→ Description of the task:
Repeat the data that follows, word for word, without the images.

#####

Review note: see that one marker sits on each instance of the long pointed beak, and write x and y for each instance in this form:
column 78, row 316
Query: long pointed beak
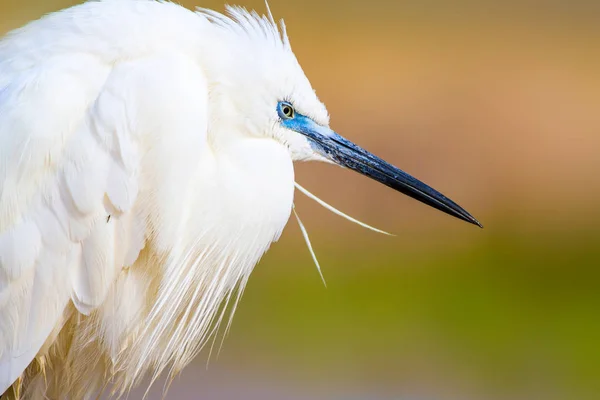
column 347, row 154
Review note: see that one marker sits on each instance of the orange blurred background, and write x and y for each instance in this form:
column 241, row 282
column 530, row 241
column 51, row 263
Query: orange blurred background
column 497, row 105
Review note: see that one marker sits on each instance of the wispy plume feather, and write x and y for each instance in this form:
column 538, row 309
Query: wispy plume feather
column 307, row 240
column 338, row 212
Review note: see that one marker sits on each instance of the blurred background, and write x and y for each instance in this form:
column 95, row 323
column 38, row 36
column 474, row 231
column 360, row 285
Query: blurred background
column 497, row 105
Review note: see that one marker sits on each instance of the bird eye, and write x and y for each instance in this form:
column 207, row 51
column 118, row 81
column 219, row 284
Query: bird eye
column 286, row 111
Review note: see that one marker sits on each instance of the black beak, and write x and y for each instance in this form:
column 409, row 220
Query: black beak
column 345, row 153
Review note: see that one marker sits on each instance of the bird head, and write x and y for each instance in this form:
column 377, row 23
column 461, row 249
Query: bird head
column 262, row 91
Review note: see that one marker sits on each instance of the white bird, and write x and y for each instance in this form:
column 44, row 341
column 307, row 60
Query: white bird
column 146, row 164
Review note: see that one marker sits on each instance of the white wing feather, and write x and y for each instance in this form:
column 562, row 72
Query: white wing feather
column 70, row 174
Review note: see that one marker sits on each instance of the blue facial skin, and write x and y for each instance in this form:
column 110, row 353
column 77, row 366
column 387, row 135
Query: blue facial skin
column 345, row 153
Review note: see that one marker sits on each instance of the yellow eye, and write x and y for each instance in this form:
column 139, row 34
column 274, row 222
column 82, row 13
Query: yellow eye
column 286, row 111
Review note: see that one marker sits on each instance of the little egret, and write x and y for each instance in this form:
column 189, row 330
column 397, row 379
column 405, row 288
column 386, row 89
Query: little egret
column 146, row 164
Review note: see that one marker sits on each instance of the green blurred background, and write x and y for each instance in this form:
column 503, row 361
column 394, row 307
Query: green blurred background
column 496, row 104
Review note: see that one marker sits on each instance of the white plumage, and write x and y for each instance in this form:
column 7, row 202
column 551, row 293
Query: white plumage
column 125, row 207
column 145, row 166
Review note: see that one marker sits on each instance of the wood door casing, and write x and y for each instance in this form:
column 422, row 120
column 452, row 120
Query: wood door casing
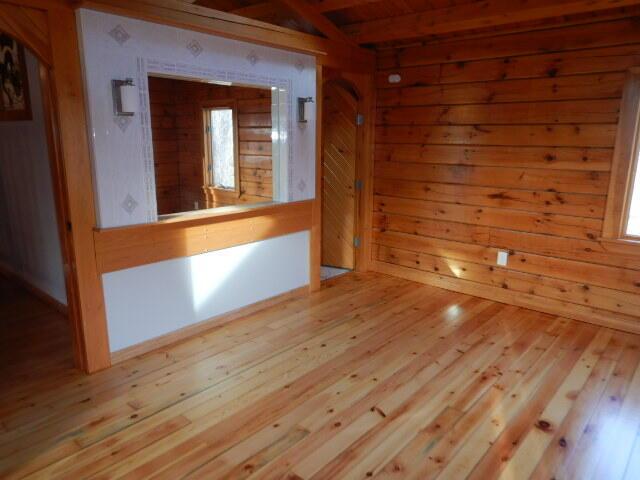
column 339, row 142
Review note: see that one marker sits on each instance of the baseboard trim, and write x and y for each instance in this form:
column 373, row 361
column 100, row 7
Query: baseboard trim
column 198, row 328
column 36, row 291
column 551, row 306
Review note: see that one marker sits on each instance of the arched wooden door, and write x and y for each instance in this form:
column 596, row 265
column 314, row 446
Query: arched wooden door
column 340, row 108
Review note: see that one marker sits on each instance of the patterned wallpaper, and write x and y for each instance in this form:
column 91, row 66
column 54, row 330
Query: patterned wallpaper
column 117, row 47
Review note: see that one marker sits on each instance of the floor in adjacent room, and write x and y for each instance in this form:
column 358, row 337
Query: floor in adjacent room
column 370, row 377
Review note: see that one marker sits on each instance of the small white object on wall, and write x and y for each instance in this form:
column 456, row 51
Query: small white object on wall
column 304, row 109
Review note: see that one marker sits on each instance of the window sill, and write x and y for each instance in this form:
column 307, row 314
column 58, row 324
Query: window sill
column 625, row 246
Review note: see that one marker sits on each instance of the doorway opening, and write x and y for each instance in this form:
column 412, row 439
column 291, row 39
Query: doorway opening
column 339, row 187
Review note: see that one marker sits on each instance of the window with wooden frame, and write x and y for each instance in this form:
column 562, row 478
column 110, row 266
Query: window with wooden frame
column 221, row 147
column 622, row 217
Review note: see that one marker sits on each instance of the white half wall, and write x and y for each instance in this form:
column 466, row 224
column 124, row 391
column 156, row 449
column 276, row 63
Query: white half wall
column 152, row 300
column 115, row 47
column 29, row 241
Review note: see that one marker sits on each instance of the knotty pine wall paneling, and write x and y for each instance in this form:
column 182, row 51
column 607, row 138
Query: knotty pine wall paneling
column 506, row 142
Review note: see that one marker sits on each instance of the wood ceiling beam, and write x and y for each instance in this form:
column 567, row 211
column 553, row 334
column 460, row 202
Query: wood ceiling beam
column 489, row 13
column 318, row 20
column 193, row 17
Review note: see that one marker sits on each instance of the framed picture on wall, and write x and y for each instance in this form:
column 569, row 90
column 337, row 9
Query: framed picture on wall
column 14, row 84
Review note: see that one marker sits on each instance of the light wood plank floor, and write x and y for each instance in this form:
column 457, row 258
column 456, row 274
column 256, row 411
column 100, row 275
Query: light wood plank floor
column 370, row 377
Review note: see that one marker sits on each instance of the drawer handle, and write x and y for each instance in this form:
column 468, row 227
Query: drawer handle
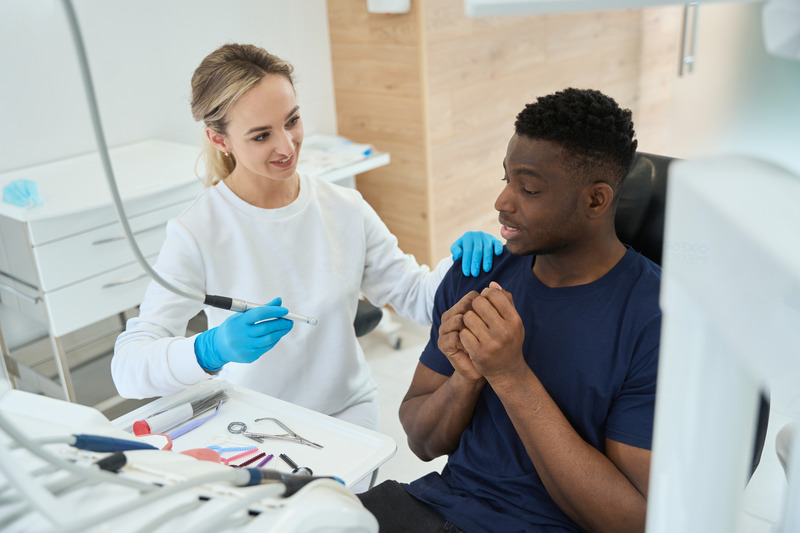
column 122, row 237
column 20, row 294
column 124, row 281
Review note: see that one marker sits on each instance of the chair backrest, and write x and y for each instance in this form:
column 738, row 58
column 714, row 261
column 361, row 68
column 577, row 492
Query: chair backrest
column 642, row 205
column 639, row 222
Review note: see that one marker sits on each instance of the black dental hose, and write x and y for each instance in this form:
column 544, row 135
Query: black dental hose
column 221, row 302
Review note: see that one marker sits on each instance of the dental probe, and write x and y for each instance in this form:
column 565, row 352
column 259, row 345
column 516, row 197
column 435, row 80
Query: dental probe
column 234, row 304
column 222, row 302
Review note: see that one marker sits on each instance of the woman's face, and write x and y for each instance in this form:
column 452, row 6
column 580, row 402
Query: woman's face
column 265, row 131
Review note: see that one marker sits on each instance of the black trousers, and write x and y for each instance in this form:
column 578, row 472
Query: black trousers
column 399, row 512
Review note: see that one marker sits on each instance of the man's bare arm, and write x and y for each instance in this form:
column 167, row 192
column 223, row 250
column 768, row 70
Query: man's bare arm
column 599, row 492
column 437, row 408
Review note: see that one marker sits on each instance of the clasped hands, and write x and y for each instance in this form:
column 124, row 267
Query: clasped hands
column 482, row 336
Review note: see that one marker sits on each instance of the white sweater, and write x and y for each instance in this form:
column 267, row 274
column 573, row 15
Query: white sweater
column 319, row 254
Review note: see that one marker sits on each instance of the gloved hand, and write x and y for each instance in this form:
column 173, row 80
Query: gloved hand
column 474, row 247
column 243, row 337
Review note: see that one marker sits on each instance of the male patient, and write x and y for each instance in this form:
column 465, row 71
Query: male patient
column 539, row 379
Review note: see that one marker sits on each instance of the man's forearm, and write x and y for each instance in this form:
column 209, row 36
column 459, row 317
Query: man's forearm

#####

→ Output for this task:
Review note: see that one marker sits on each instance of the long pointed beak, and write x and y for each instance in this form:
column 78, row 316
Query: long pointed beak
column 347, row 154
Review note: see that one marker sits on each instance of the orange blurred background, and write x and y for each instance in this form:
column 241, row 282
column 530, row 241
column 51, row 263
Query: orange blurred background
column 497, row 105
Review note: see that one marker sits on each instance of the wispy plume feather, and write x and y for each instance in this form:
column 538, row 309
Query: wispy plume feather
column 307, row 240
column 338, row 212
Review note: see that one marker sits on each instance of the blurred background, and write x and y for each instance in this form:
column 95, row 323
column 38, row 36
column 474, row 231
column 360, row 285
Query: blurred background
column 497, row 105
Review note: see that one marker sits on each instance of the bird eye, and write x and y for each instance in this form:
column 207, row 51
column 118, row 81
column 219, row 284
Query: bird eye
column 286, row 111
Review note: see that one marker sits on each instance of the black beak, and write x and y for each instance in this form:
column 409, row 220
Query: black beak
column 345, row 153
Review note: see that one marker sits on each instance of the bird head, and write x and y for each instance in this form:
column 377, row 23
column 461, row 249
Query: bird head
column 262, row 91
Review note: see that one marker sits on each instance of the white bird, and write x and y for each instance in this form:
column 44, row 341
column 307, row 60
Query: white bird
column 146, row 164
Review note: see that one marker sits on each instance of the white wing feather, and write x and y for each instance in this form:
column 562, row 72
Query: white wing feather
column 70, row 174
Review note: see that one marker sits on each instance of the blue facial skin, and write x and y for each instance in this form:
column 110, row 353
column 77, row 366
column 387, row 135
Query: blue facial skin
column 345, row 153
Review note: see that one marker sits on each instance of the yellow eye, and write x and y for each instance in this form:
column 139, row 34
column 274, row 222
column 82, row 13
Query: yellow eye
column 286, row 111
Review note: see that one marker sits on each instance of the little egret, and write x and y for each instance in this form:
column 189, row 330
column 397, row 379
column 405, row 288
column 386, row 89
Query: little egret
column 146, row 164
Review note: see that one marker sits on each instance of the green blurred background, and write x and y for each instance in this form:
column 503, row 361
column 394, row 307
Query: green blurred background
column 496, row 104
Review note: see that one marker sits on each instance of the white plumage, and write x and y for each instance in this form:
column 7, row 202
column 551, row 293
Query: white plumage
column 125, row 207
column 145, row 166
Review note: see that one marker sits on each instance of the wood door casing, and write x and y for each instance in this form:
column 422, row 120
column 452, row 120
Query: wood door casing
column 339, row 142
Review note: see that one marker sits on each instance of the baseboard trim, and write x and y for each instance in this form:
column 373, row 361
column 100, row 7
Query: baseboard trim
column 198, row 328
column 36, row 291
column 551, row 306
Review note: see that one marker sits on each instance of the arched wooden door, and write x and y for each instance in this form:
column 596, row 265
column 314, row 446
Query: arched wooden door
column 340, row 108
Review note: see that one marker sits on each instance of the patterned wallpaper, and write x and y for each instance in this form:
column 91, row 66
column 54, row 330
Query: patterned wallpaper
column 117, row 47
Review note: see that one marker sits on each instance of the floor in adjacent room, and write x and y for each instance in this form:
column 358, row 337
Query: floor in adjacent room
column 370, row 377
Review note: see that one marker sits on each instance of the small white object on wall, and write x and y for each instance in this form:
column 456, row 51
Query: small white object on wall
column 304, row 109
Review note: see that one marker sits on each instance of the window sill, and write x and y for each instance in this form:
column 307, row 314
column 58, row 324
Query: window sill
column 625, row 246
Review note: see that one marker sits on each instance of the doorway opening, and write x and y for each instance in this form:
column 412, row 439
column 291, row 39
Query: doorway opening
column 339, row 187
Review note: see that one marker sits on each instance of the window with wooden frame, and write x and y for each instance in this form:
column 562, row 478
column 110, row 266
Query: window with wooden frame
column 221, row 147
column 622, row 217
Review note: see that one marker sits on each instance of the white half wall, and write x and y for each instance in this form:
column 466, row 224
column 124, row 391
column 156, row 449
column 276, row 63
Query: white half wall
column 152, row 300
column 115, row 47
column 29, row 241
Review note: see that one marker sits on each instance of the knotty pine wall paneling, and write x and y for each instance in this form:
column 182, row 51
column 607, row 138
Query: knotty pine wall paneling
column 506, row 142
Review note: see that one marker sits on each instance of the wood ceiling beam, and write x and y for each instance in this form:
column 567, row 211
column 553, row 334
column 460, row 202
Query: wood ceiling beam
column 489, row 13
column 318, row 20
column 193, row 17
Review note: see that one marker sits on each instance of the framed picture on wall, and write x and y for each instance in this form:
column 569, row 90
column 337, row 9
Query: framed picture on wall
column 14, row 84
Review note: see that one marker sits on each instance of the light wood plank floor, and write x and y for each instance in this form:
column 457, row 258
column 456, row 274
column 256, row 411
column 100, row 275
Query: light wood plank floor
column 370, row 377
Review note: see that one marker sits on each instance of the drawer handle, and write x and y for each instance in this form:
column 468, row 227
Query: drawer handle
column 122, row 237
column 20, row 294
column 124, row 281
Review note: see that one marker sits on each instance of the chair backrest, and write x and y for each instance in this form:
column 738, row 58
column 714, row 261
column 361, row 68
column 577, row 492
Query: chair backrest
column 642, row 205
column 639, row 222
Review note: see that one marker sits on each instance of the black dental hose, and write x and y for each instance in this form:
column 544, row 135
Query: black dental hose
column 221, row 302
Review note: see that one marker sits on each instance of the dental probe, and write x and y for each instance in this form:
column 565, row 352
column 259, row 345
column 516, row 197
column 435, row 80
Query: dental probe
column 234, row 304
column 222, row 302
Review note: see that one marker sits on each instance of the woman's face, and write x and y for each instance in this form:
column 452, row 6
column 580, row 402
Query: woman's face
column 265, row 131
Review note: see that one marker sits on each instance of the black trousers, and write x and y for each instance in this form:
column 578, row 472
Query: black trousers
column 399, row 512
Review note: see that one marker sits on each instance of the man's bare arm, and write x and y for each instance in this form:
column 167, row 192
column 223, row 250
column 768, row 70
Query: man's bare arm
column 599, row 492
column 437, row 408
Review note: see that one marker sits on each instance of the clasped hands, and write x and y for each instance in this form:
column 124, row 267
Query: clasped hands
column 482, row 336
Review note: see that one marker sits on each instance of the white sweater, and write x and y for each instance in this form:
column 267, row 274
column 573, row 15
Query: white sweater
column 319, row 254
Review note: see that one marker sits on each instance of the gloved hand, and write x and y for each instance in this form:
column 173, row 80
Query: gloved hand
column 474, row 247
column 243, row 337
Review note: see that one marker sits on each instance of the male patient, and write x and y for each instance in this form:
column 465, row 71
Query: male patient
column 539, row 379
Review note: see that one marker sits on each instance of the man's forearm, and write x and y for each instance in this form:
column 209, row 36
column 459, row 317
Query: man's forearm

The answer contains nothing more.